__Задания__:
A) Перечислите все звуки, из которых, согласно отрывку, состоит шум, слышимый в томографе.
B) Верните без изменений фрагмент отрывка, который начинается со слов, содержащих "Допустим, вы лежите", и заканчивается словами "оценка и прочее.".
C) Кто, согласно отрывку, разработал теорию глобального нейронного рабочего пространства?

__Отрывок__:
'''

Тут конкурируют два крупных соперника: теория глобального нейронного рабочего пространства и теория интегрированной информации.
Синхронизация vs интеграция
Первую из теорий разработал психолог Бернард Баарс и развил нейробиолог Станислас Деан. Проиллюстрируем ее на примере.
Допустим, вы лежите в томографе и слушаете шум — звон, бренчание, рычание, басы, голоса, — среди которого иногда прорывается один и тот же постепенно затухающий звук. Исследователи специально подбирают его так, чтобы вы могли расслышать его только наполовину. Томограф показывает, что, когда вы воспринимали мотивчик неосознанно, как ультразвук, ваш мозг пассивно обрабатывал его частью коры вокруг первичной слуховой области. А вот когда вы осознавали его звучание, активность мозга мгновенно возрастала, захватывая теменную и префронтальную области, добавлялись категоризация восприятия, долговременное запоминание, оценка и прочее.

'''

__Исходные данные__:
'''

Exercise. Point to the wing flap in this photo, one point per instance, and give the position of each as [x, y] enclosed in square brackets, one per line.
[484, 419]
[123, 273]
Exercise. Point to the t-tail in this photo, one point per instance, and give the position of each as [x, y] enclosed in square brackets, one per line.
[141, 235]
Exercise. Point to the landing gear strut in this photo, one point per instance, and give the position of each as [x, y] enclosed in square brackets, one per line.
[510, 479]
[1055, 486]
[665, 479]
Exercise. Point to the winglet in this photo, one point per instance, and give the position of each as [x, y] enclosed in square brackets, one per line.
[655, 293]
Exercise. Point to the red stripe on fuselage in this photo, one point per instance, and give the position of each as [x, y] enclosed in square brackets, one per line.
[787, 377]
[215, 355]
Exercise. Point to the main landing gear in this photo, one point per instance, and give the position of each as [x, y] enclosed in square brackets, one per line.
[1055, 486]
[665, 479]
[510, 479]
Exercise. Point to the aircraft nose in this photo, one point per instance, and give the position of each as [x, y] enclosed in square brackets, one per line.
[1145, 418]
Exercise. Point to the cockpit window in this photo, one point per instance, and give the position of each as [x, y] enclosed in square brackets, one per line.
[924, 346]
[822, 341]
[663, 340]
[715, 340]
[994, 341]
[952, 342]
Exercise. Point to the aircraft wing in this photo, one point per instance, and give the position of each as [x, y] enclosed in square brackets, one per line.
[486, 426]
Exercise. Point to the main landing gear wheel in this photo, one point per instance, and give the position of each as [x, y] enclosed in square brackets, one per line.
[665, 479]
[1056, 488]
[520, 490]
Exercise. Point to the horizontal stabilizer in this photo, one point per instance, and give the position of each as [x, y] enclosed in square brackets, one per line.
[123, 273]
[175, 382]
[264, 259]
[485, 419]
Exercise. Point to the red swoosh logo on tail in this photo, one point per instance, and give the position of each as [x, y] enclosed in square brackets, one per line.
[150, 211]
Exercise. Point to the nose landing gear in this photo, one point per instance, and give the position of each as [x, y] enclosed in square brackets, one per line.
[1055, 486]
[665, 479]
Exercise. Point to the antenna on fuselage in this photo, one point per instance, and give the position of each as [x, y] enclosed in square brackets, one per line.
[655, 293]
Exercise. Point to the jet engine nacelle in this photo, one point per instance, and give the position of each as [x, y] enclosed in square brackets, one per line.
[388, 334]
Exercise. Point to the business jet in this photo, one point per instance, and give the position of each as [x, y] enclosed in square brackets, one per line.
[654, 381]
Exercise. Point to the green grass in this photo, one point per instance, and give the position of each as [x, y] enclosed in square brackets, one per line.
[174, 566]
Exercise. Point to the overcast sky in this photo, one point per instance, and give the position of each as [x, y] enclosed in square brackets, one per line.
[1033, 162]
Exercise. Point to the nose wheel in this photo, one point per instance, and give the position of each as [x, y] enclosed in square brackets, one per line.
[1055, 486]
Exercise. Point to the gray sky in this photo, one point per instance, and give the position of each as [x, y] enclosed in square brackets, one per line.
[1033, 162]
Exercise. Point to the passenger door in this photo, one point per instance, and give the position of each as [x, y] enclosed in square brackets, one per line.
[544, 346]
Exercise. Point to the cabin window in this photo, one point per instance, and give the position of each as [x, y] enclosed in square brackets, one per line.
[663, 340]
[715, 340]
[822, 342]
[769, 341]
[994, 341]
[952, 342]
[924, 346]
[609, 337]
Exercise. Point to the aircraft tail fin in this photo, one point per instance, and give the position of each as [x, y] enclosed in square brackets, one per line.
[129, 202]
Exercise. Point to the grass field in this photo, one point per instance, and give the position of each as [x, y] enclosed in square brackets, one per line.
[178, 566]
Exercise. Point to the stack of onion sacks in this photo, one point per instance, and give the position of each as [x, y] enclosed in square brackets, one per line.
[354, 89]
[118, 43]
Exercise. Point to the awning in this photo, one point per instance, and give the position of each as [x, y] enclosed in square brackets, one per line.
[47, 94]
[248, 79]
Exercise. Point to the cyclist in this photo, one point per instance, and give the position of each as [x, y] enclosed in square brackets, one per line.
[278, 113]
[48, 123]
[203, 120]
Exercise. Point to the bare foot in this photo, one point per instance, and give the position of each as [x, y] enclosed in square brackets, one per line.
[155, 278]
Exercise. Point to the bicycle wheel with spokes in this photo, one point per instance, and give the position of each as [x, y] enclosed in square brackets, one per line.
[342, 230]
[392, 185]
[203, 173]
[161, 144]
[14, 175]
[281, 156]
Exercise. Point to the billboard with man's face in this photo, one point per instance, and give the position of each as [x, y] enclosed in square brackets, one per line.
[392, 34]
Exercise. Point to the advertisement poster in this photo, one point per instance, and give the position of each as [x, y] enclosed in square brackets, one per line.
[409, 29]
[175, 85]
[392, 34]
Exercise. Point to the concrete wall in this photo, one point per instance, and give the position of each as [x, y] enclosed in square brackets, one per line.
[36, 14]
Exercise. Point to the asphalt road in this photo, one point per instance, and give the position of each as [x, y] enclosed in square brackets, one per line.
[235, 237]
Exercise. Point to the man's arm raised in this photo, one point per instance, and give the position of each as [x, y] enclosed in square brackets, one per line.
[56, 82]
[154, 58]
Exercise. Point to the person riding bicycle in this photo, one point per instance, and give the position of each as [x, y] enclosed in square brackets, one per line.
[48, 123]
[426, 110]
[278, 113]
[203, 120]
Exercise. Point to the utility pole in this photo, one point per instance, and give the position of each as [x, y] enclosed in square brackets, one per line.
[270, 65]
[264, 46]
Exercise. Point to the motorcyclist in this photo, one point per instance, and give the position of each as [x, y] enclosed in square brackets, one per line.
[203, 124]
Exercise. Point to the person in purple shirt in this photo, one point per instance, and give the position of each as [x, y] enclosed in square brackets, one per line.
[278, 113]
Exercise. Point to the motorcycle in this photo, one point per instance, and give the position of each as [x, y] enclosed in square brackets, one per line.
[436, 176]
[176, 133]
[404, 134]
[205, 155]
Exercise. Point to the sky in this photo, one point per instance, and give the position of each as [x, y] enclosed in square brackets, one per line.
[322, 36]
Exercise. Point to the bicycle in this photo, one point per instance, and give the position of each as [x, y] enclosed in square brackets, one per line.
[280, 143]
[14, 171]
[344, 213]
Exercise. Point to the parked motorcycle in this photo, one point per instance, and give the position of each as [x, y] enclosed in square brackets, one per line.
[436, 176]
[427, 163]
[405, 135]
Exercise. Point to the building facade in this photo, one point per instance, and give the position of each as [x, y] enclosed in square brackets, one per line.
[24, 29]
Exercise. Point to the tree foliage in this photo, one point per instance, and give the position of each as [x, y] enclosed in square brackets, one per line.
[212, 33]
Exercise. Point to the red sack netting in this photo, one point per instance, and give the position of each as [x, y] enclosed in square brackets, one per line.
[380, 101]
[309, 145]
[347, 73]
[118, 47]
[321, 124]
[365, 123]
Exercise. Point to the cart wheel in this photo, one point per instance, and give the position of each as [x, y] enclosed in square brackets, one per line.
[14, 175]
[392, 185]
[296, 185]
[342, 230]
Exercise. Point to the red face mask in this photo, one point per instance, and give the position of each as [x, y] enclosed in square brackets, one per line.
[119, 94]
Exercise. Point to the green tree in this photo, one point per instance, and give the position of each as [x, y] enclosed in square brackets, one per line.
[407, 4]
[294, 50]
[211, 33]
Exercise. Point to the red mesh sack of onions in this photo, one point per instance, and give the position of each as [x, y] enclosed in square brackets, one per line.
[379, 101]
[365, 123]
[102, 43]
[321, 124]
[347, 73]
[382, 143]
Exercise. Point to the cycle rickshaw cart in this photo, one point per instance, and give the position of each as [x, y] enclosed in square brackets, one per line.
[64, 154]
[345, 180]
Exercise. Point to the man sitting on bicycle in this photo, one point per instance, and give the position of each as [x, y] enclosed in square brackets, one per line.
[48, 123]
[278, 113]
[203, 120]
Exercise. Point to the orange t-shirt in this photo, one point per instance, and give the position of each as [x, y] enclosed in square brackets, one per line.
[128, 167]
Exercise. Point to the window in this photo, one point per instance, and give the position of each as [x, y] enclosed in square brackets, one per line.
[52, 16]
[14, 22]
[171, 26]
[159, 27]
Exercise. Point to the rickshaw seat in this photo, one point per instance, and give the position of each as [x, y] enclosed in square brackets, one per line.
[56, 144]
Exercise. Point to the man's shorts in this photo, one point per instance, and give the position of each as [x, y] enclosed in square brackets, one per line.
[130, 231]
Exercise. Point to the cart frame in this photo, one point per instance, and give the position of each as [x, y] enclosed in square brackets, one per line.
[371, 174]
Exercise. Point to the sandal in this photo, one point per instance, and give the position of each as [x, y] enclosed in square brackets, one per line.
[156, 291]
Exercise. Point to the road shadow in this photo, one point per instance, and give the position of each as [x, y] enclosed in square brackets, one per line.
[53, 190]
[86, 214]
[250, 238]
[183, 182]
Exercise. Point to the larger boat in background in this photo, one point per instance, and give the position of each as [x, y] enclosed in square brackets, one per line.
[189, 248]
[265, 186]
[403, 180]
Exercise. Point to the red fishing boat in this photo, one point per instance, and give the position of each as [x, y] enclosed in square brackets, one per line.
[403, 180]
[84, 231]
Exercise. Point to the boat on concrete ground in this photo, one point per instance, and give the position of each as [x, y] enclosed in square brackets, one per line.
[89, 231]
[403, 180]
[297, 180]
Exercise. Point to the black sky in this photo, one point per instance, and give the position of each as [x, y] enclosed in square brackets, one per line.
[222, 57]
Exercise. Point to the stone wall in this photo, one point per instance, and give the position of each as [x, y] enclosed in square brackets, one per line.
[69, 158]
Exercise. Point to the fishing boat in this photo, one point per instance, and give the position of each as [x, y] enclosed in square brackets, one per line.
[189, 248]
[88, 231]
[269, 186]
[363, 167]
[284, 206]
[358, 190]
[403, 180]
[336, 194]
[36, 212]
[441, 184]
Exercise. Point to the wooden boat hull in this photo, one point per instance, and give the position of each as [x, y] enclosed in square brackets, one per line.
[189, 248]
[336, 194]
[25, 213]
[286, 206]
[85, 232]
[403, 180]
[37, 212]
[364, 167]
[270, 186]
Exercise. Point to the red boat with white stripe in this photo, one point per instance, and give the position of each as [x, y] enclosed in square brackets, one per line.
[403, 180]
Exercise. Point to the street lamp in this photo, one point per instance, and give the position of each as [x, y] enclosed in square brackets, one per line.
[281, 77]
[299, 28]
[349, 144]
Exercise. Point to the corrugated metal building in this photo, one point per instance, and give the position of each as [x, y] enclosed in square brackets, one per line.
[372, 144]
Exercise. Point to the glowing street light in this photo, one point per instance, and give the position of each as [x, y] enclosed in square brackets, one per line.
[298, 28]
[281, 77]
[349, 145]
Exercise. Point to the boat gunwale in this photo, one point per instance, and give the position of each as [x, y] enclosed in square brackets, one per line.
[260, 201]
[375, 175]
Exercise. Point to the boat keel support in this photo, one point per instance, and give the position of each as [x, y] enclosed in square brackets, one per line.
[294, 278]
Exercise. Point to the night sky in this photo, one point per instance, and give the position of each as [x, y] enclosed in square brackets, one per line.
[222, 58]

'''

__Ответы__:
A) Звон, бренчание, рычание, басы, голоса.

B)
Допустим, вы лежите в томографе и слушаете шум — звон, бренчание, рычание, басы, голоса, — среди которого иногда прорывается один и тот же постепенно затухающий звук. Исследователи специально подбирают его так, чтобы вы могли расслышать его только наполовину. Томограф показывает, что, когда вы воспринимали мотивчик неосознанно, как ультразвук, ваш мозг пассивно обрабатывал его частью коры вокруг первичной слуховой области. А вот когда вы осознавали его звучание, активность мозга мгновенно возрастала, захватывая теменную и префронтальную области, добавлялись категоризация восприятия, долговременное запоминание, оценка и прочее.

C) Психолог Бернард Баарс.